_Yapılacak görevler_
• A. Kayıtların kaç satırında "entrance" dizesi geçiyor? Yalnızca sayıyı yazın.
• B. Anayasa Mahkemesi'nin Trump'ın nüfus sayımı önerisiyle ilgili kararını anlatan haberi kaldığı yerden sürdürün.

_Alıntı_
━━━━━━━━━━
Anayasa Mahkemesi üyesi yargıçların ideolojik duruşlarıyla doğru orantılı olarak 6’ya 3 oyla reddedilen dava, göçmenlik konusunda katı politikalarıyla bilinen Başkan Trump için görev süresinin sonunda bir zafer olarak değerlendiriliyor. Anayasa Mahkemesi’nin 6 muhafazakar üyesi dava aleyhine, 3 liberal üyesiyse dava lehine oy kullandı.
Anayasa Mahkemesi yargıçları Trump’ın ekibinin henüz olgunlaşmayan nüfus sayımı önerisini tamamlaması durumunda açılacak yeni davaların yolunu ise açık bıraktı.
Kararda ‘‘Bu tartışmanın yargısal çözümü henüz olgunlaşmamıştır, bunun nedeni kısmen yönetimin bu konuda ne yapmayı planladığının belirgin olmamasıdır’’ sözleri kullanıldı.
━━━━━━━━━━
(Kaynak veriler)

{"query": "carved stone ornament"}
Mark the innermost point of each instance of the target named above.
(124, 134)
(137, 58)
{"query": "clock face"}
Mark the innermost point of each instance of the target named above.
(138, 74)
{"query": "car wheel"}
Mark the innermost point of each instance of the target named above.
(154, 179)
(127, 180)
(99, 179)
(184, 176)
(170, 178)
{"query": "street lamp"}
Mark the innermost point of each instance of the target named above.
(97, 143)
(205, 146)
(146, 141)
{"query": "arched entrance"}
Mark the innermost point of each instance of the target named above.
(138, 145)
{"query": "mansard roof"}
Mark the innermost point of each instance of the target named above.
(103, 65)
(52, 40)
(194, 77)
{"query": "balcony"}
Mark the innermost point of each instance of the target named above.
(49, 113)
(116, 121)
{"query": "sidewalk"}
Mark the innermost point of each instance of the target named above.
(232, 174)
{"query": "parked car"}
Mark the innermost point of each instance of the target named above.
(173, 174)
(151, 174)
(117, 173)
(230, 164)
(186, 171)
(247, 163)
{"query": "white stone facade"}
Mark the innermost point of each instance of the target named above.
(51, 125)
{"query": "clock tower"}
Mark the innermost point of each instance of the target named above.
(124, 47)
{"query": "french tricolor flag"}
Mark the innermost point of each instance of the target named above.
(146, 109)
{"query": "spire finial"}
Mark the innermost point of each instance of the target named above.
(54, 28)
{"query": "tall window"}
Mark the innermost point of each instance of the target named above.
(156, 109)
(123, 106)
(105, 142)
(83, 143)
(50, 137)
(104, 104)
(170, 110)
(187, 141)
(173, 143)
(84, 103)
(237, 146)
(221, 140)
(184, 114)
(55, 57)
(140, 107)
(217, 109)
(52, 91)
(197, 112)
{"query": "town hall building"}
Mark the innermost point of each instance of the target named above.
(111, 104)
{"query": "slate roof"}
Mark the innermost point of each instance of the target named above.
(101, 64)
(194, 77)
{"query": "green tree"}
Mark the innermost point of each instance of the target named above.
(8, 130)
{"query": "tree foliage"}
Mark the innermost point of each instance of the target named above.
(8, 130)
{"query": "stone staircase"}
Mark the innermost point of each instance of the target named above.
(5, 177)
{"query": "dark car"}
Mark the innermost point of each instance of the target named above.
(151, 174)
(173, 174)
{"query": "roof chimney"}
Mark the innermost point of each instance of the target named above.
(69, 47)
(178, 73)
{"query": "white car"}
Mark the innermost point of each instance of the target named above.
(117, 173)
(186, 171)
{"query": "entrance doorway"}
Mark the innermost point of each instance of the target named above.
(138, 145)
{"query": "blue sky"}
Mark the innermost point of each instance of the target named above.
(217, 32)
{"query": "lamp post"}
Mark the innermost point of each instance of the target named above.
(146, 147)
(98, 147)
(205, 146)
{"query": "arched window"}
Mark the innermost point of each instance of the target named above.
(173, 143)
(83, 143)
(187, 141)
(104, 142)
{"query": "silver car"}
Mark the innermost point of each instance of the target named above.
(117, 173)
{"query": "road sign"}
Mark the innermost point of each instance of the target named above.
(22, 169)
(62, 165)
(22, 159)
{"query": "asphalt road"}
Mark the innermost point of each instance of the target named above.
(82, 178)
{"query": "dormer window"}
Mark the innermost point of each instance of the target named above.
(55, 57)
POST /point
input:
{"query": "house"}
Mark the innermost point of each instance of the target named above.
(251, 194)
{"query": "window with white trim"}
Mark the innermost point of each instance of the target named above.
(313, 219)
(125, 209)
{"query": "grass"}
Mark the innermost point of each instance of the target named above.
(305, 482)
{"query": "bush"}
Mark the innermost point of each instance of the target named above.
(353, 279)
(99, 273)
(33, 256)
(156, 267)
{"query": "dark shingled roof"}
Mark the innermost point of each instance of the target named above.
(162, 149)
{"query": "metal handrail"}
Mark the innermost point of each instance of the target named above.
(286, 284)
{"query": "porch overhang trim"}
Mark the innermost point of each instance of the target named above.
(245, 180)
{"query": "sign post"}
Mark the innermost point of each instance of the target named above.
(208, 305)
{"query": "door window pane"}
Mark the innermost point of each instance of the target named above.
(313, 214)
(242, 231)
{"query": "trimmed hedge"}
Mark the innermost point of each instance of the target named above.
━━━━━━━━━━
_Yanıtlar_
• A. 2

• B.
Sonuçlar gecikirse Trump’ın planı rafa kalkabilir
Mahkemenin kararı konuyla ilgili nihai karar değil, ancak karar Başkan Trump’ın henüz ayrıntıları belli olmayan planını ilerletmesine izin veriyor.
Nüfus Sayım Bürosu’nun bu yıl yapılan nihai sayım sonuçlarını gelecek ay görevden ayrılmadan önce Trump’a iletip iletemeyeceğiise belli değil.
Eğer nüfus sayımı sonuçları 3 Kasım seçimlerinin galibi Joe Biden’ın görevi devralacağı 20 Ocak tarihine kadar Trump’ın eline geçmemiş olursa Trump planını hayata geçirememiş olacak.
Planın yürürlüğe girmesi halinde Biden yönetimin kararı tersine çevirecek adımlar atması da mümkün.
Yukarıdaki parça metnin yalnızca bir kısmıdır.